** TASK BRIEF **
Below are the records; copy each line in which "spire" occurs.
--*--
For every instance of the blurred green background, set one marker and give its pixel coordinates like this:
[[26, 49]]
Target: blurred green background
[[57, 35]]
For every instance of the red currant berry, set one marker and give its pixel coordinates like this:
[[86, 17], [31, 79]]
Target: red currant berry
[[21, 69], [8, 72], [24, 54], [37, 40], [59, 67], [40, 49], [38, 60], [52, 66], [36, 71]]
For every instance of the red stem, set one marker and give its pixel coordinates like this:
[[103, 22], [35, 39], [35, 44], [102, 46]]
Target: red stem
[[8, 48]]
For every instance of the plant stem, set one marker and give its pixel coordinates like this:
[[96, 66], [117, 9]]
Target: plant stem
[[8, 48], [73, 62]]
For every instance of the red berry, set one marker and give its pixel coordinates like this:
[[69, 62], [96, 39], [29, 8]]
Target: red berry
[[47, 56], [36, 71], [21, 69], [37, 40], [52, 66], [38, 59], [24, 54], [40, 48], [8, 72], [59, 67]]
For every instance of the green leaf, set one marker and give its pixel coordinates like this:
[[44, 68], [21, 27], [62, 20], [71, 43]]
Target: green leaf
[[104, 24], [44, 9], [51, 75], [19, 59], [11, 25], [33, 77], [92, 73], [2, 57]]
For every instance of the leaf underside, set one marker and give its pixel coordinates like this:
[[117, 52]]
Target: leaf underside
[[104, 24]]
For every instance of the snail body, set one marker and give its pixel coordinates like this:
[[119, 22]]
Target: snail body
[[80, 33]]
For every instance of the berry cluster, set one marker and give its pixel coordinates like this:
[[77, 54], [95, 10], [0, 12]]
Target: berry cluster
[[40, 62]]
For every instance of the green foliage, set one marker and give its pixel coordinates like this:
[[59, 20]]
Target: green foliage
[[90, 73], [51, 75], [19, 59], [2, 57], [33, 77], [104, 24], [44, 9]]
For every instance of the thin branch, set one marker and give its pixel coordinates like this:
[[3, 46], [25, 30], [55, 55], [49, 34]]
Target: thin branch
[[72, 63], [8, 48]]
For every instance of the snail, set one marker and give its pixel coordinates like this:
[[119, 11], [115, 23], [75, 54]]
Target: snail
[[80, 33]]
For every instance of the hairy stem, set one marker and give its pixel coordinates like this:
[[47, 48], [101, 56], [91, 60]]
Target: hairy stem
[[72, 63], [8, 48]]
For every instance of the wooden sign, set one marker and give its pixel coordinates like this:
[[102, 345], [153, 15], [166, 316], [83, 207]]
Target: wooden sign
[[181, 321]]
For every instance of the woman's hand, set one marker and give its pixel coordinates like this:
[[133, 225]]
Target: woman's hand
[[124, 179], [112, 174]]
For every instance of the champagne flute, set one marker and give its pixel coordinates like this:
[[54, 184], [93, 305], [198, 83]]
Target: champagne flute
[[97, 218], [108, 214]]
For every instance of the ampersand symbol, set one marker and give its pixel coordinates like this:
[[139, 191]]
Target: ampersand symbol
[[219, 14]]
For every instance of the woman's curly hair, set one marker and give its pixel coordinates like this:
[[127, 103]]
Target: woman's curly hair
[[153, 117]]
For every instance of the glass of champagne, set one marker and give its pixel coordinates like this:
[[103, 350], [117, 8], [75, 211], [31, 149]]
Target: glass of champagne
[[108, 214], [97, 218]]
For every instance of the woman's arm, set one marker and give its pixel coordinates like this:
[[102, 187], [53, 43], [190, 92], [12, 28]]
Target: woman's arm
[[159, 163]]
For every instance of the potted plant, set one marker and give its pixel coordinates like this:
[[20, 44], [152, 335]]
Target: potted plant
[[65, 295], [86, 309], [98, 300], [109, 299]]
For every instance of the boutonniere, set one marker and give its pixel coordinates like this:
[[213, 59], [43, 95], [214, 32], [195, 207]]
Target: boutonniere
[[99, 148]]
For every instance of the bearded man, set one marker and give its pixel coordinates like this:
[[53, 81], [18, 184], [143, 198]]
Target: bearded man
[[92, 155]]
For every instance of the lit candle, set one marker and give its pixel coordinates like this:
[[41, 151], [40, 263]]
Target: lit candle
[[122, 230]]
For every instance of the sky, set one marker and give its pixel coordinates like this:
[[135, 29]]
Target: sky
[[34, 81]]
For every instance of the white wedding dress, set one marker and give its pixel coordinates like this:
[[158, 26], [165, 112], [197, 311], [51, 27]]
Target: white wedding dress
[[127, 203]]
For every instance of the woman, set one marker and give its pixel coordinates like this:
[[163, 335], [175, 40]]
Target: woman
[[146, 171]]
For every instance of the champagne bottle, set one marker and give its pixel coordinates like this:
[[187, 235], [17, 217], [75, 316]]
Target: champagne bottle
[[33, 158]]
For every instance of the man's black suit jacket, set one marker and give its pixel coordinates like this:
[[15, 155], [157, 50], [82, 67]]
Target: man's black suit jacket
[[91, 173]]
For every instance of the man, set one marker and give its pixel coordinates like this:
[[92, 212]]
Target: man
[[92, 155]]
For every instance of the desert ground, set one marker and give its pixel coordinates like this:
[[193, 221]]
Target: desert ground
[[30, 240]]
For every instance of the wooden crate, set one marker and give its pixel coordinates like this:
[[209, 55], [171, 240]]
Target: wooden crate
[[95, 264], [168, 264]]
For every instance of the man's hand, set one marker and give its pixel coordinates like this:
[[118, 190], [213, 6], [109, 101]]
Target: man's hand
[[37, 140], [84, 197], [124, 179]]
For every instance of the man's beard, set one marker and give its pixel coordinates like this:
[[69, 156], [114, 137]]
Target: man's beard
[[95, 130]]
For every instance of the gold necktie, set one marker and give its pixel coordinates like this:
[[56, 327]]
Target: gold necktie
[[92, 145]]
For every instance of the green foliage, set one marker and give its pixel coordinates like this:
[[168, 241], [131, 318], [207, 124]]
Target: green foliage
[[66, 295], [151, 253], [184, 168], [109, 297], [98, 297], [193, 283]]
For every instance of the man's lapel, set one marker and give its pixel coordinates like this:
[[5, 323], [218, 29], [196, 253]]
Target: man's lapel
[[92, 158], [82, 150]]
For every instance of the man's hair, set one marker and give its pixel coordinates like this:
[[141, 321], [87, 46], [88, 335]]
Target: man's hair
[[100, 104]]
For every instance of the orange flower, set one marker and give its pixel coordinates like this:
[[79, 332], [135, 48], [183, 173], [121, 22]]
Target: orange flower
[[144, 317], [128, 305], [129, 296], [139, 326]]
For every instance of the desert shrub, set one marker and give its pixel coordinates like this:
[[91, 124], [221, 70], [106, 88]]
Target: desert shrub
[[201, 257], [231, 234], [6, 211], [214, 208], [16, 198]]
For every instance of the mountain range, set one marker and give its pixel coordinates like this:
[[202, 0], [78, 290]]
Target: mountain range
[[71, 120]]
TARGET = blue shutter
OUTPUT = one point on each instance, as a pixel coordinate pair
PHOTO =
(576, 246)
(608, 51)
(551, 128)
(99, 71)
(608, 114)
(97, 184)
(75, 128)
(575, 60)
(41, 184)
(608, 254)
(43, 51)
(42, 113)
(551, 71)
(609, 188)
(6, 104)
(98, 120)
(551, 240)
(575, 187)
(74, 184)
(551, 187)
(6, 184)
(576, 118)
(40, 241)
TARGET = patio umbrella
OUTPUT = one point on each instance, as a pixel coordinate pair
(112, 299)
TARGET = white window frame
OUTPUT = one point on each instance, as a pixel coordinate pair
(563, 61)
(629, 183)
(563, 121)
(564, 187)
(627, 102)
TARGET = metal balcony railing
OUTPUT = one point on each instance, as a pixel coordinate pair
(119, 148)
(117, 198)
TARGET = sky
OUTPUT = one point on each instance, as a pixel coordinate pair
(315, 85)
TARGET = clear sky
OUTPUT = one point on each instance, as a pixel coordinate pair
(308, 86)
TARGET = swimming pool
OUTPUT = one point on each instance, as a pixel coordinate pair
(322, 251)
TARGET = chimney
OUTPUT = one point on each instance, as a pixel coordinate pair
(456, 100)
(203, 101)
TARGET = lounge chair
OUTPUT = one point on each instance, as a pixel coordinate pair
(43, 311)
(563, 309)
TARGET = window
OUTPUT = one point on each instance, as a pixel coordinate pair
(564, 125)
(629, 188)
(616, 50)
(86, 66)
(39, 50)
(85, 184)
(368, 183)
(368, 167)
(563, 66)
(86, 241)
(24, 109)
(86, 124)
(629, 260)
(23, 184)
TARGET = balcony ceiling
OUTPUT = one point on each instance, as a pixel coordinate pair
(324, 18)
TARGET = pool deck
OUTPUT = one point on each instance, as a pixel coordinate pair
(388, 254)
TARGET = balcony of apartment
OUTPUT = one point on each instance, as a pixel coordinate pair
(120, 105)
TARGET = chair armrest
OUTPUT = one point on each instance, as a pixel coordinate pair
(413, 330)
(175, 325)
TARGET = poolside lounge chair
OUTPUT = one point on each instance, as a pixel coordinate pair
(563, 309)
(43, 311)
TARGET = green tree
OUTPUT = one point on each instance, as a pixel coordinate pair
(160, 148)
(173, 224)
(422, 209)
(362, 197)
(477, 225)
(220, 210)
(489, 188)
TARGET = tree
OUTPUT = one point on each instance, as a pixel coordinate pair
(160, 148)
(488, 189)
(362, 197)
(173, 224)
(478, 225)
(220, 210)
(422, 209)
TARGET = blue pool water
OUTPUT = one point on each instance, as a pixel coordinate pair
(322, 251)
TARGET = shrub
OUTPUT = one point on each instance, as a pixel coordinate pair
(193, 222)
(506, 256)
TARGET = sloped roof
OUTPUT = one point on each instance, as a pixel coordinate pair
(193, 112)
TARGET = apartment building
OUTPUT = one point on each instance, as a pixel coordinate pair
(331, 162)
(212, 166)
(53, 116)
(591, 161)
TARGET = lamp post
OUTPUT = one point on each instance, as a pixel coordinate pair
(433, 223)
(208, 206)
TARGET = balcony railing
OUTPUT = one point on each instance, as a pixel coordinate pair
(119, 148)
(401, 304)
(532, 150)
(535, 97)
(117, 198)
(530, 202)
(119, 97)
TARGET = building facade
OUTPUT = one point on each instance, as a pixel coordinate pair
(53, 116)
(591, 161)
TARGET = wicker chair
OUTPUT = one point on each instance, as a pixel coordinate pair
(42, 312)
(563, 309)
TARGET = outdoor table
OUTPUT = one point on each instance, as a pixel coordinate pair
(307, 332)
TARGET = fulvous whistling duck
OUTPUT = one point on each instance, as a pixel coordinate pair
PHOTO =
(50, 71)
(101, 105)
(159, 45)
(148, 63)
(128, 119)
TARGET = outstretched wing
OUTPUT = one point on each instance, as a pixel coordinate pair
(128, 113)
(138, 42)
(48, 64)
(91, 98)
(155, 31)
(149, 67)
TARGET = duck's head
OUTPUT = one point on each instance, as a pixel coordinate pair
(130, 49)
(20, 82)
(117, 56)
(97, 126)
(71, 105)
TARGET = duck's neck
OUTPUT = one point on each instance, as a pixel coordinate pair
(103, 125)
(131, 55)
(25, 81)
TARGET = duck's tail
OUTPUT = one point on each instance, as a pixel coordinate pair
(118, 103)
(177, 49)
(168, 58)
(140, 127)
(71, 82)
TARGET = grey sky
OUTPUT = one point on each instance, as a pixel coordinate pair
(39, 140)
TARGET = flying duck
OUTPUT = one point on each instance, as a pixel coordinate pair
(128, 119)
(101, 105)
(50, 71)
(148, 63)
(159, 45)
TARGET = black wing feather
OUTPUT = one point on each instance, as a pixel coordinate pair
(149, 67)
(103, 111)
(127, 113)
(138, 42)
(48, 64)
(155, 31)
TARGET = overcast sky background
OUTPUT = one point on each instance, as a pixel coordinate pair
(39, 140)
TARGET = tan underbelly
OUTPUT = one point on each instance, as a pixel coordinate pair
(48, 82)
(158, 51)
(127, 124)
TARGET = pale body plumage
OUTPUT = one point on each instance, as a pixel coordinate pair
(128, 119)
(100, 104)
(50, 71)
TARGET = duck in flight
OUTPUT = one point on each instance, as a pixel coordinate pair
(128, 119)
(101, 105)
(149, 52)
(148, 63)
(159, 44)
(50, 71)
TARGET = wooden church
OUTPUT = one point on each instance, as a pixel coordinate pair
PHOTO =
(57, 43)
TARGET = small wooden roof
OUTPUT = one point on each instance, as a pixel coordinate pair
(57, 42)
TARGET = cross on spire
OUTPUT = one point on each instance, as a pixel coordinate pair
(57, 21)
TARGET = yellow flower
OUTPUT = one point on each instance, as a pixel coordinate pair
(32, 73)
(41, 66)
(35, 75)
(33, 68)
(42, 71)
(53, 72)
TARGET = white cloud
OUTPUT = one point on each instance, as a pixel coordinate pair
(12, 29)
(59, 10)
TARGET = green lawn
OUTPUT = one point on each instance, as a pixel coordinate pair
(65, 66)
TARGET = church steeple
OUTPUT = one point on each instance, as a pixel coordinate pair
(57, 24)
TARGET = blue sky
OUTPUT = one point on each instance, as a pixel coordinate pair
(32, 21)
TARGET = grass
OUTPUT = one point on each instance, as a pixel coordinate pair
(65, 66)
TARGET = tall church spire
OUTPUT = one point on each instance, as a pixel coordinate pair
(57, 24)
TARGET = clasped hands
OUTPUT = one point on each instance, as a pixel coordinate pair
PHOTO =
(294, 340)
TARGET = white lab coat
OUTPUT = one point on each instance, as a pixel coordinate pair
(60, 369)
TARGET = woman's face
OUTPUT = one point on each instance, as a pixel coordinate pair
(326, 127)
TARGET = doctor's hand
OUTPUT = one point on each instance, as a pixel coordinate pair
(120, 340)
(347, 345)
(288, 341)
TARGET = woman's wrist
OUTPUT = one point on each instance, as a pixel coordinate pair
--*--
** RESULT FOR THIS EXERCISE **
TARGET = cross on spire
TARGET = tall church spire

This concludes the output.